**INSTRUCTIONS TO FOLLOW:** Copy out every one of the following lines without changing anything in them.

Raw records
########
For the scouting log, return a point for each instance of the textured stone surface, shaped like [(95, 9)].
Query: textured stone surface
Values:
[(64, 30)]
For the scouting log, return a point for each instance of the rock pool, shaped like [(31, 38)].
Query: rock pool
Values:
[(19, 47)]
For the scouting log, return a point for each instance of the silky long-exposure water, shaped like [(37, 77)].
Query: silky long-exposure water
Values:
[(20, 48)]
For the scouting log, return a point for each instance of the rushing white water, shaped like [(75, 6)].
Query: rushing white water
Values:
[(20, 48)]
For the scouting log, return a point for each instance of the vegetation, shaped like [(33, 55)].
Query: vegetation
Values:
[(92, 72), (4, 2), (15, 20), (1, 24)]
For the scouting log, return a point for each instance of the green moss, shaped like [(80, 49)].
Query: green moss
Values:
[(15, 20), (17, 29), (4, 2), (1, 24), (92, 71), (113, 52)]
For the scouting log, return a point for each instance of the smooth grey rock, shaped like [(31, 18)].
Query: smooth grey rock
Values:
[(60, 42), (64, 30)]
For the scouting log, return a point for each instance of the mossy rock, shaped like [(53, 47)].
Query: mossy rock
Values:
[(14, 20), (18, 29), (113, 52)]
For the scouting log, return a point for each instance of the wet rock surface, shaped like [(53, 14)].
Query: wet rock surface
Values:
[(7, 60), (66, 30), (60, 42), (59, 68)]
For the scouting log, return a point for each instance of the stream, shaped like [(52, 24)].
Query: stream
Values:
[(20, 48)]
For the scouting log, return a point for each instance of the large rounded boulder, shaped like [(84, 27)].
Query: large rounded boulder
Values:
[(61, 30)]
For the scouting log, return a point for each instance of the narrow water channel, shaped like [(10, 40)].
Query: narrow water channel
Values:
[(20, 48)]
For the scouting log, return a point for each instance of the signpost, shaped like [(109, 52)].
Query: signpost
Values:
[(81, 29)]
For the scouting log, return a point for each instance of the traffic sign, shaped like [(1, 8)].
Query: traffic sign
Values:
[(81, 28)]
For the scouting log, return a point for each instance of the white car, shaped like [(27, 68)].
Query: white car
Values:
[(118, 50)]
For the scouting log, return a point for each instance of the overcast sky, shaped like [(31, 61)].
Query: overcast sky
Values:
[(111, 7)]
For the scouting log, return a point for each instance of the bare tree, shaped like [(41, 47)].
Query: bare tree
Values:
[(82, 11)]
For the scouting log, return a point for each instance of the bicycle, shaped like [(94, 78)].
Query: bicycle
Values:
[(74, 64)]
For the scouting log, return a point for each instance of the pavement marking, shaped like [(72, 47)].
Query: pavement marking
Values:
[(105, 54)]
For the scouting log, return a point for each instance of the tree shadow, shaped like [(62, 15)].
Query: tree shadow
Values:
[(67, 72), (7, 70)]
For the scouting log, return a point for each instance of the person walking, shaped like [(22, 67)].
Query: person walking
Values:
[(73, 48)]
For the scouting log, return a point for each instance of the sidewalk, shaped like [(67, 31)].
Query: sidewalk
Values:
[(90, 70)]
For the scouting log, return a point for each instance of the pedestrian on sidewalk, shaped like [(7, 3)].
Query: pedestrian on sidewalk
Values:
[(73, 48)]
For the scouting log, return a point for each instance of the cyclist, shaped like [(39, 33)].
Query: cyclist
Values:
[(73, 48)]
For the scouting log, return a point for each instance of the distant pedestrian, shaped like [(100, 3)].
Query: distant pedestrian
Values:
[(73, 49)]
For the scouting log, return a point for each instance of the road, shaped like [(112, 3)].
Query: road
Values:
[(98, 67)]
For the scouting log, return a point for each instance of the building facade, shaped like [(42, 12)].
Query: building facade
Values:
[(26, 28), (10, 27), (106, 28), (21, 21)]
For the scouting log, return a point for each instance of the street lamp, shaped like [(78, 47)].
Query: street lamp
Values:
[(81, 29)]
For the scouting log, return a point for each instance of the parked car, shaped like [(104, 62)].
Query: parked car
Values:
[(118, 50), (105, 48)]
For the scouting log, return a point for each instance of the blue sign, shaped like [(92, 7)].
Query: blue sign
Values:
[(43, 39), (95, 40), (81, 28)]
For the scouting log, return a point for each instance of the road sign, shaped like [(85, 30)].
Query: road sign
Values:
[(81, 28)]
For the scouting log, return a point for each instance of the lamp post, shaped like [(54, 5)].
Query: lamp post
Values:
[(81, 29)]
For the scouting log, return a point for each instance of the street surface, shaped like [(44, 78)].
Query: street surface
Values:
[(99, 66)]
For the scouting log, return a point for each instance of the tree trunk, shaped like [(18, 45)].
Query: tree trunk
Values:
########
**SOLUTION FOR THIS PROBLEM:**
For the scouting log, return a point for each instance of the textured stone surface, shaped like [(95, 9)].
Query: textured stone surface
Values:
[(64, 30)]
For the scouting log, return a point for each instance of the rock pool, shaped like [(31, 38)].
Query: rock pool
Values:
[(19, 47)]
For the scouting log, return a point for each instance of the silky long-exposure water, shaped like [(37, 77)].
Query: silky long-exposure water
Values:
[(20, 48)]
For the scouting log, return a point for each instance of the rushing white water, shaped like [(75, 6)].
Query: rushing white water
Values:
[(20, 48)]
For the scouting log, return a point for each instance of the vegetation, shaped like [(33, 55)].
Query: vegetation
Values:
[(92, 72), (4, 2), (15, 20), (1, 24)]
For the scouting log, return a point for each instance of the green moss, shaped like [(80, 49)].
Query: green moss
Values:
[(15, 20), (17, 29), (4, 2), (1, 24), (92, 71), (113, 52)]
For the scouting log, return a point for each instance of the smooth grey rock, shaped like [(31, 18)].
Query: smooth grey rock
Values:
[(60, 42), (64, 30)]
For the scouting log, return a point for each instance of the mossy rock, shaped like [(53, 47)].
Query: mossy rock
Values:
[(14, 20), (18, 29), (113, 52)]
For the scouting log, return a point for each instance of the wet rock surface, shaped like [(53, 14)].
Query: wet rock surface
Values:
[(7, 60), (66, 30), (60, 42), (59, 68)]
For the scouting log, return a point for each instance of the stream, shaped like [(52, 24)].
Query: stream
Values:
[(20, 48)]
For the scouting log, return a point for each instance of the large rounded boulder, shaped like [(84, 27)].
Query: large rounded boulder
Values:
[(61, 30)]
For the scouting log, return a point for each instance of the narrow water channel, shaped like [(10, 40)].
Query: narrow water channel
Values:
[(20, 48)]
For the scouting log, return a point for each instance of the signpost, shaped like [(109, 52)].
Query: signpost
Values:
[(81, 29)]
For the scouting log, return a point for each instance of the traffic sign, shaped like [(1, 8)].
Query: traffic sign
Values:
[(81, 28)]
For the scouting log, return a point for each instance of the white car, shaped like [(27, 68)].
Query: white car
Values:
[(118, 50)]
For the scouting log, return a point for each instance of the overcast sky, shaped like [(31, 61)].
Query: overcast sky
Values:
[(111, 7)]
For the scouting log, return a point for each instance of the bare tree, shaped like [(41, 47)].
Query: bare tree
Values:
[(82, 11)]
For the scouting log, return a point for each instance of the bicycle, shaped like [(94, 78)].
Query: bicycle
Values:
[(74, 64)]
For the scouting log, return a point for each instance of the pavement marking, shaped like [(72, 47)].
Query: pavement marking
Values:
[(105, 54)]
For the scouting log, return a point for each instance of the tree shadow, shaped like [(62, 15)].
Query: tree shadow
Values:
[(67, 72), (7, 70)]
For the scouting log, return a point for each instance of the person walking, shaped like [(22, 67)].
Query: person walking
Values:
[(73, 48)]
For the scouting log, return a point for each instance of the sidewalk, shaped like [(67, 31)].
Query: sidewalk
Values:
[(90, 70)]
For the scouting log, return a point for each instance of the pedestrian on sidewalk, shaped like [(7, 3)].
Query: pedestrian on sidewalk
Values:
[(73, 48)]
For the scouting log, return a point for each instance of the cyclist, shaped like [(39, 33)].
Query: cyclist
Values:
[(73, 48)]
For the scouting log, return a point for each instance of the distant pedestrian, shaped like [(100, 3)].
Query: distant pedestrian
Values:
[(73, 49)]
For the scouting log, return a point for each instance of the road, shaped like [(112, 3)].
Query: road
Values:
[(98, 67)]
For the scouting log, return a point for each instance of the building facade, shaped like [(42, 12)].
Query: building facade
Values:
[(26, 28), (10, 27), (106, 28), (21, 21)]
For the scouting log, return a point for each instance of the street lamp, shaped like [(78, 47)].
Query: street lamp
Values:
[(81, 29)]
For the scouting log, return a point for each instance of the parked car, shaped like [(104, 62)].
Query: parked car
Values:
[(118, 50), (105, 48)]
For the scouting log, return a point for each instance of the blue sign, shaped like [(92, 7)].
Query: blue sign
Values:
[(43, 39), (95, 40), (81, 28)]
For the scouting log, return a point for each instance of the road sign, shaped like [(85, 30)].
Query: road sign
Values:
[(81, 28)]
For the scouting log, return a point for each instance of the lamp post, shaped like [(54, 5)].
Query: lamp post
Values:
[(81, 29)]
For the scouting log, return a point for each instance of the street surface, shaped like [(44, 78)].
Query: street surface
Values:
[(99, 66)]
For the scouting log, return a point for each instance of the tree trunk, shaped like [(18, 45)].
Query: tree trunk
Values:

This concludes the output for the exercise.